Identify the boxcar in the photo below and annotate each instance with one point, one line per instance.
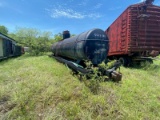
(135, 33)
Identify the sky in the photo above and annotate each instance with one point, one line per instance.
(58, 15)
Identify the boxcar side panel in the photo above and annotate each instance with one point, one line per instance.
(145, 28)
(118, 35)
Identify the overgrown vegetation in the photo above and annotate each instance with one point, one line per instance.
(42, 88)
(37, 41)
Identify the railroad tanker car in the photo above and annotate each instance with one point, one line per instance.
(8, 47)
(91, 46)
(135, 34)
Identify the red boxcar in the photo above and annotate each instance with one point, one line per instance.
(136, 32)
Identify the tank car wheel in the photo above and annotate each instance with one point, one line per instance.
(123, 61)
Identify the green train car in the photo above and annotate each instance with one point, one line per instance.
(9, 48)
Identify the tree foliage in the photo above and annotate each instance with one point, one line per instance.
(3, 30)
(38, 42)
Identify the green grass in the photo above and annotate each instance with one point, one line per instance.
(41, 88)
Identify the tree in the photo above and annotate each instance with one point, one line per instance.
(3, 30)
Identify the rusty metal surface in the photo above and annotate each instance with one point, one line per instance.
(136, 30)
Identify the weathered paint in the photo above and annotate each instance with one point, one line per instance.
(136, 30)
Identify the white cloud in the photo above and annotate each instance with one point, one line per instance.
(115, 8)
(70, 13)
(98, 6)
(83, 3)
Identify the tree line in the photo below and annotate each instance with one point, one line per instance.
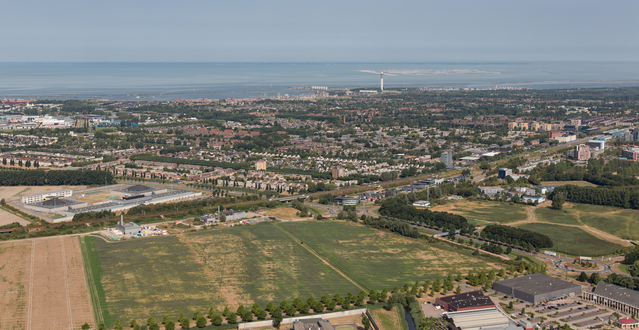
----------------
Exercise instructions: Rewrite all of the lines above as a numbered list, skipping any blank lines and leaving the pictures out.

Final result:
1. Identify the boxcar in the photo below and annotate each instance with one point, one line per instance.
2. (135, 33)
3. Identify the sky in the photo above and annotate each instance with one point, one line per instance.
4. (58, 15)
5. Identify the boxcar side panel in the photo above and annotate each instance with one point, one line per instance.
6. (145, 28)
7. (118, 35)
8. Identify the overgrown vegetation in the photo above and annotate each instance with one point, one line per instance.
9. (42, 88)
10. (37, 41)
11. Identify the railroad tanker car in the photo above and annotate each instance with one point, one line per instance.
12. (8, 47)
13. (91, 46)
14. (135, 34)
15. Identify the red boxcar in the photo above and annotate each instance with one point, one line per instance.
16. (136, 32)
17. Identify the tank car wheel in the photo above and annotate each instance with one point, one line per instance.
18. (123, 61)
19. Identify the green train car in the photo above and annotate each instance with one point, one line per instance.
20. (9, 48)
21. Identify the tree foliage in the photo above and annotate each instance with one point, one line per instance.
22. (3, 30)
23. (38, 42)
24. Identify the green grass in the photo above and annotate each instance with one point, one line per instance.
25. (41, 88)
26. Identify the tree in the photo above and annotate each instance with one point, one line per instance.
27. (3, 30)
28. Identify the rusty metal surface in the photo above and annotate each instance with one point, one line per instance.
29. (136, 30)
30. Identify the weathered paint in the photo above and annotate each instance with one point, one line per instance.
31. (136, 30)
32. Identify the white cloud in the photo above and annotate each instance with one point, one line per instance.
33. (115, 8)
34. (70, 13)
35. (98, 6)
36. (83, 3)
37. Identify the tree line in the photo below and annotate each instance with one point, one line per instance.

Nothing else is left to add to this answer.